- **WHAT NEEDS TO BE DONE**
Output the material exactly, but drop every image it holds.

Region labeling records:

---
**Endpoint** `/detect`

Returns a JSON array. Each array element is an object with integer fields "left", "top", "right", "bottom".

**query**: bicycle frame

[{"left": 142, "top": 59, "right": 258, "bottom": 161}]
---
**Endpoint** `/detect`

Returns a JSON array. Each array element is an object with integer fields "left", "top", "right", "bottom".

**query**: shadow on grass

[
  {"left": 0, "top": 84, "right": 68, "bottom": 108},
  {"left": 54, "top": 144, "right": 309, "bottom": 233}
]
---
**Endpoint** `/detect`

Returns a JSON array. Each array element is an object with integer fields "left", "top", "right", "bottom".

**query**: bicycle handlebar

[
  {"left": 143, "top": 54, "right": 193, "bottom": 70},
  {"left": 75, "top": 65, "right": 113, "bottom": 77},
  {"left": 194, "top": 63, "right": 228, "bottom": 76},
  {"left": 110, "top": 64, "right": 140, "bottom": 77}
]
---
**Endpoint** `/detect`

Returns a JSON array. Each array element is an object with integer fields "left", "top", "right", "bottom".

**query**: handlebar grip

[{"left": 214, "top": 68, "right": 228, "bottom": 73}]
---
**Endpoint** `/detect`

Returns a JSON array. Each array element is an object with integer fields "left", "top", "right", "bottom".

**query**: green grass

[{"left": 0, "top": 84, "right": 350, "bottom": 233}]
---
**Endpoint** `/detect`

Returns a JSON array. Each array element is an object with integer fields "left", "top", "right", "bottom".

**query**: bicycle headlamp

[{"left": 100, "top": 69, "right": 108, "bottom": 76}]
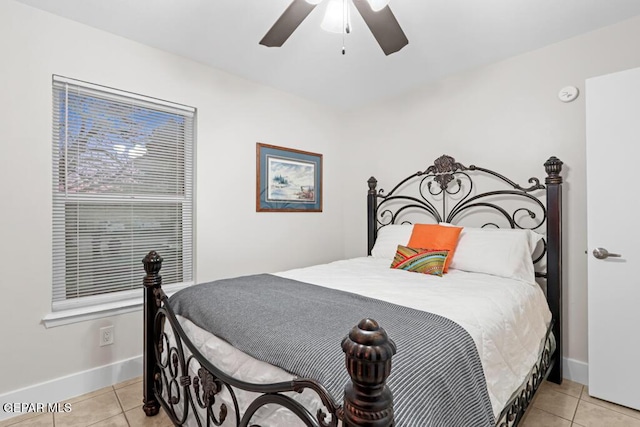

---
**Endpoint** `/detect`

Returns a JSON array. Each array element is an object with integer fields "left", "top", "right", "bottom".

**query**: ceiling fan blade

[
  {"left": 260, "top": 0, "right": 316, "bottom": 47},
  {"left": 353, "top": 0, "right": 409, "bottom": 55}
]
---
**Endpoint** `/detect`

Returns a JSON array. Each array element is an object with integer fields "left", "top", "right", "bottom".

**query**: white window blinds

[{"left": 53, "top": 76, "right": 195, "bottom": 310}]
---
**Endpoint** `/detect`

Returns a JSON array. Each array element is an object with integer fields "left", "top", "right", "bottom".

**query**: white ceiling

[{"left": 19, "top": 0, "right": 640, "bottom": 108}]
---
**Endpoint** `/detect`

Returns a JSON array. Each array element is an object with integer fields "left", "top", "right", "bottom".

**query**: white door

[{"left": 585, "top": 68, "right": 640, "bottom": 409}]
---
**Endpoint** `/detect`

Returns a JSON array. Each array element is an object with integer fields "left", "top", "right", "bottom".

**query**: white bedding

[{"left": 172, "top": 257, "right": 551, "bottom": 426}]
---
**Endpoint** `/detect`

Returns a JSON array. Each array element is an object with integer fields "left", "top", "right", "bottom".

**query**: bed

[{"left": 143, "top": 155, "right": 562, "bottom": 427}]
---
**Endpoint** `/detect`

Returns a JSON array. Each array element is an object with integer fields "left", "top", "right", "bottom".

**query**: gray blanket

[{"left": 170, "top": 274, "right": 495, "bottom": 427}]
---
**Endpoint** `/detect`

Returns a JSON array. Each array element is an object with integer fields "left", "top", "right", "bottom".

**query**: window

[{"left": 53, "top": 76, "right": 195, "bottom": 311}]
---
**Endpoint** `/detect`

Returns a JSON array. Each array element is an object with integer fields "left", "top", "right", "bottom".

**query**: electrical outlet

[{"left": 99, "top": 326, "right": 113, "bottom": 347}]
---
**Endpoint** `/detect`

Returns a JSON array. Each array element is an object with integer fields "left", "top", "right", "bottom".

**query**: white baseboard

[
  {"left": 562, "top": 357, "right": 589, "bottom": 385},
  {"left": 0, "top": 355, "right": 142, "bottom": 420}
]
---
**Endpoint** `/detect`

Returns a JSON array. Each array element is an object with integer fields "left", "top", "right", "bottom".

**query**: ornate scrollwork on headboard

[{"left": 369, "top": 155, "right": 547, "bottom": 270}]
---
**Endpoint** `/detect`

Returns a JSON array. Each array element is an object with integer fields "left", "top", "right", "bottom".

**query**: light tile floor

[
  {"left": 521, "top": 380, "right": 640, "bottom": 427},
  {"left": 0, "top": 378, "right": 640, "bottom": 427}
]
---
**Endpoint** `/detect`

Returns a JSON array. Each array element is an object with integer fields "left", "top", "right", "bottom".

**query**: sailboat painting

[
  {"left": 256, "top": 144, "right": 322, "bottom": 212},
  {"left": 267, "top": 156, "right": 315, "bottom": 203}
]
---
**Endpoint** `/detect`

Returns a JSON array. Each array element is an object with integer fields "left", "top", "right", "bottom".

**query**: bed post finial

[
  {"left": 367, "top": 177, "right": 378, "bottom": 255},
  {"left": 142, "top": 251, "right": 162, "bottom": 417},
  {"left": 342, "top": 319, "right": 396, "bottom": 427},
  {"left": 544, "top": 156, "right": 563, "bottom": 184},
  {"left": 544, "top": 156, "right": 563, "bottom": 384}
]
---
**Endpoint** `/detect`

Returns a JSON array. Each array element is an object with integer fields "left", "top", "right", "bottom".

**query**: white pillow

[
  {"left": 371, "top": 224, "right": 413, "bottom": 260},
  {"left": 442, "top": 227, "right": 543, "bottom": 283}
]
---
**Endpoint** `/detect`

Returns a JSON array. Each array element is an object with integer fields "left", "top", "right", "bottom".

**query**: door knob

[{"left": 593, "top": 248, "right": 622, "bottom": 259}]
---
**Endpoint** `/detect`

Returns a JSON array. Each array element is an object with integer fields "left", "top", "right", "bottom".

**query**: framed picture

[{"left": 256, "top": 143, "right": 322, "bottom": 212}]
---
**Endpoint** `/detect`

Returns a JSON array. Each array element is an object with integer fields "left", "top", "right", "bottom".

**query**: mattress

[{"left": 164, "top": 257, "right": 551, "bottom": 426}]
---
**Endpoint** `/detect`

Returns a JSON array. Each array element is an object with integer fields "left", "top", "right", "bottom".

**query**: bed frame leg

[
  {"left": 342, "top": 319, "right": 396, "bottom": 427},
  {"left": 544, "top": 157, "right": 563, "bottom": 384},
  {"left": 142, "top": 251, "right": 162, "bottom": 417}
]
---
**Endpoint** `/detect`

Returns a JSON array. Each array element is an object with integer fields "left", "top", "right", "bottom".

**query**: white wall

[
  {"left": 343, "top": 14, "right": 640, "bottom": 377},
  {"left": 0, "top": 0, "right": 344, "bottom": 394}
]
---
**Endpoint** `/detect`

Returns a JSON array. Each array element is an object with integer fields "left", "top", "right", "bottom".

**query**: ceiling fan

[{"left": 260, "top": 0, "right": 409, "bottom": 55}]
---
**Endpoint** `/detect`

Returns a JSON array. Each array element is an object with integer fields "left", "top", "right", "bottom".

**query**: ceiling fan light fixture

[
  {"left": 320, "top": 0, "right": 351, "bottom": 34},
  {"left": 364, "top": 0, "right": 390, "bottom": 12}
]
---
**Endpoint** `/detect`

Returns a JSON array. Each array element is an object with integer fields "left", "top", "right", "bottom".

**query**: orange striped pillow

[
  {"left": 407, "top": 224, "right": 462, "bottom": 273},
  {"left": 391, "top": 245, "right": 449, "bottom": 277}
]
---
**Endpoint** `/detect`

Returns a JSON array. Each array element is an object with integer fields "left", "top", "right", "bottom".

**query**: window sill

[{"left": 42, "top": 284, "right": 189, "bottom": 329}]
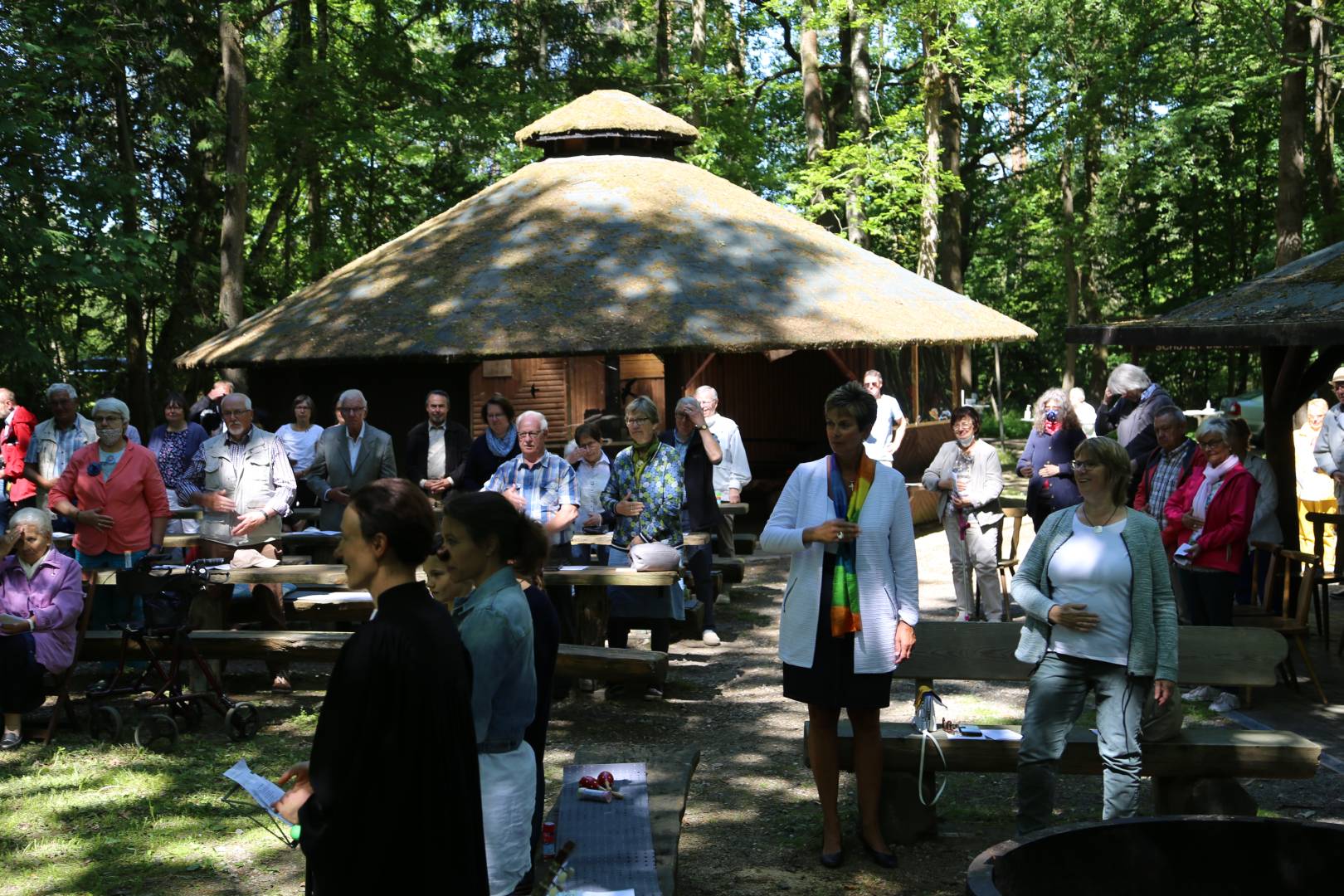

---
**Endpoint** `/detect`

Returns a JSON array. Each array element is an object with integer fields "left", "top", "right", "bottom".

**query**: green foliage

[{"left": 0, "top": 0, "right": 1332, "bottom": 421}]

- **EXERCISE ANSWER**
---
**Endpoint** `/detect`

Returns a JSON array. Each array element is an object with integer fields "left", "top", "right", "bottom".

**query**: bicycle frame

[{"left": 142, "top": 59, "right": 258, "bottom": 161}]
---
**Endpoint** `/detect`

Returns a JSON array. Each array element is an object with integer fields "left", "top", "right", "bottom".

**query**: shadow on grass

[
  {"left": 0, "top": 84, "right": 68, "bottom": 108},
  {"left": 54, "top": 144, "right": 309, "bottom": 233}
]
---
**Endpoint** `/detect`

Returns a JSON array. Each array element is an object with integer fields "left", "top", "right", "bottom".

**query**: bicycle handlebar

[
  {"left": 143, "top": 54, "right": 193, "bottom": 70},
  {"left": 75, "top": 65, "right": 113, "bottom": 77},
  {"left": 194, "top": 63, "right": 228, "bottom": 76},
  {"left": 110, "top": 64, "right": 140, "bottom": 77}
]
---
**Endpoint** `/detect`

Returns a JSON array. Each array element is an object with integer fields "left", "top", "right", "bottom".

**query**: handlebar grip

[{"left": 214, "top": 68, "right": 228, "bottom": 73}]
---
**Endpoint** `/detect`

Returns a JSON array. Each array element is an object with integer fields "left", "top", "right", "bottom".

**query**: green grass

[{"left": 0, "top": 84, "right": 350, "bottom": 233}]
---
**Endpoint** `/detect`

Returns a JSON array. Each array element is an object with integer fields "left", "top", "right", "bottom".

**query**: bicycle headlamp

[{"left": 100, "top": 69, "right": 108, "bottom": 76}]

---
**Endpoint** `/detect`

Returns a JSON array. Each array element is an object with integer fields "left", "top", "right", "bottom".

**query**: ceiling fan blade

[
  {"left": 260, "top": 0, "right": 316, "bottom": 47},
  {"left": 353, "top": 0, "right": 409, "bottom": 55}
]
---
**Endpoint** `/detect`

Returns a JSON array. Each array element is an object with integer fields "left", "top", "right", "bottom".

**query**: white window blinds

[{"left": 53, "top": 76, "right": 195, "bottom": 310}]
---
**Endpoint** `/detect`

Returns a JSON array. Each array element is an object with integer fields "left", "top", "right", "bottom".

**query**: white ceiling

[{"left": 19, "top": 0, "right": 640, "bottom": 108}]
---
**Endpoint** `/detect`

Returns a JSON array. Each array element is an object with integer fields "left", "top", "right", "bottom".

**query**: white door

[{"left": 585, "top": 68, "right": 640, "bottom": 409}]
---
**Endpoint** `/detect`

Returns a JSON array. Each array element is an object with integer fields "left", "top", "right", "bottom".

**query**: white bedding

[{"left": 172, "top": 257, "right": 551, "bottom": 426}]
---
**Endpoint** `/detect`

Returns a JSON array. Each array element is an object with integer fields "left", "top", "right", "bottom".

**query**: bed

[{"left": 143, "top": 155, "right": 562, "bottom": 427}]
---
**Endpoint** `/detect`

Returns a JSON array. Each array element is an object with integer fields "left", "top", "right", "bottom".

**query**: gray blanket

[{"left": 170, "top": 274, "right": 495, "bottom": 427}]
---
**Endpoint** `/detect`

Returns a JSON array. Each array element is an object with integer fields "left", "top", "right", "bottom".

**query**: window

[{"left": 53, "top": 76, "right": 195, "bottom": 311}]
---
**Endpoint** `/detect`

Returns a JSON array. Each array element is an object with integer fields "left", "top", "right", "bottom".

**query**: electrical outlet

[{"left": 99, "top": 326, "right": 113, "bottom": 347}]
---
**Endpoint** `/detect`

Returns a JSON array. Each array element is an object with integer fields "left", "top", "right", "bottom".

**query**: white baseboard

[
  {"left": 562, "top": 357, "right": 589, "bottom": 385},
  {"left": 0, "top": 355, "right": 142, "bottom": 420}
]
---
**Endpoint** `/detect`

Returns a JSON array. Each array element is an object with integer fields "left", "top", "right", "bottom".

**query**: ornate scrollwork on headboard

[{"left": 369, "top": 155, "right": 547, "bottom": 270}]
---
**Endpoint** `/detect`

Returns a JSON array. Each array element is an object with integer fields "left", "top", "right", "bottom".

**query**: light tile floor

[
  {"left": 521, "top": 380, "right": 640, "bottom": 427},
  {"left": 0, "top": 378, "right": 640, "bottom": 427}
]
---
**Endpoint** `/detect`

Returns a JSON array. Each array element is an object with integer fields "left", "top", "right", "bottom".

**query**: sailboat painting

[
  {"left": 256, "top": 144, "right": 322, "bottom": 212},
  {"left": 267, "top": 156, "right": 315, "bottom": 203}
]
---
**Endpoint** `/detect`

Returns a JSON array. Each array element is an object with integer fields "left", "top", "right", "bottom".

**query**: bed post finial

[
  {"left": 367, "top": 177, "right": 378, "bottom": 255},
  {"left": 142, "top": 251, "right": 162, "bottom": 417},
  {"left": 342, "top": 319, "right": 396, "bottom": 427},
  {"left": 544, "top": 156, "right": 563, "bottom": 184},
  {"left": 544, "top": 156, "right": 563, "bottom": 384}
]
---
**Endpoint** `/detect`

Returns a JSON array. Each array element is an object with integer fields "left", "top", "right", "bottom".

**query**: white pillow

[
  {"left": 371, "top": 224, "right": 413, "bottom": 260},
  {"left": 442, "top": 227, "right": 543, "bottom": 283}
]
---
**Endpoint** `/detect`

Returns a JSON array. Each array element is an object with integer fields "left", "top", "right", "bottom".

**query**: door knob

[{"left": 593, "top": 248, "right": 622, "bottom": 259}]
---
**Endpoint** `/detect`

Returns a JSON array. Each array element is an object with integer fields "left", "top", "right", "bottom".

**query**: framed picture

[{"left": 256, "top": 143, "right": 322, "bottom": 212}]
---
**Endpoint** `/detect`

Returns a JSON array. Each array element is an object with integer fields "left", "top", "right", "bottom".

**query**: mattress

[{"left": 164, "top": 257, "right": 551, "bottom": 426}]
---
**Endpoint** `/detect`

Returns a JSON array. Each array element is an object with integer fields "left", "top", "right", "bottom".

**query**: bed frame leg

[
  {"left": 342, "top": 319, "right": 396, "bottom": 427},
  {"left": 544, "top": 157, "right": 563, "bottom": 384},
  {"left": 142, "top": 251, "right": 162, "bottom": 417}
]
---
**Endpoint** `/detect`

Returns a JSON array. Each array element is an object with integer fields "left", "top", "right", "bottom".

**query**: white wall

[
  {"left": 343, "top": 14, "right": 640, "bottom": 377},
  {"left": 0, "top": 0, "right": 344, "bottom": 394}
]
---
**Endpoint** `/detect`

Returns a JSON array. Each array element is an object with integer fields "left", "top", "right", "bottom".

**query**: ceiling fan

[{"left": 260, "top": 0, "right": 409, "bottom": 55}]
---
**Endpoint** `/detect`

Returns a JSON array. Each array element is an object with integer fields "left", "top", "right", "bottom".

**query**: ceiling fan light fixture

[
  {"left": 320, "top": 0, "right": 351, "bottom": 34},
  {"left": 364, "top": 0, "right": 390, "bottom": 12}
]
---
**Endpoint** `/detect`

Returns a JSON array. Each array element is an object with integer fields "left", "top", "right", "bottom".

**query**: orange striped pillow

[
  {"left": 407, "top": 224, "right": 462, "bottom": 273},
  {"left": 391, "top": 245, "right": 449, "bottom": 277}
]
---
**Endpoint** `/detect`

Returns a JSON array. Each array element is an object with integer fields "left", "top", "right", "bottom".

**query**: window sill

[{"left": 42, "top": 284, "right": 189, "bottom": 329}]

---
**Endpoint** `/detect`

Returns a JSON array. Each array element is an object with integer fields "left", "top", "right", "bottom".

**query**: green foliage

[{"left": 0, "top": 0, "right": 1332, "bottom": 421}]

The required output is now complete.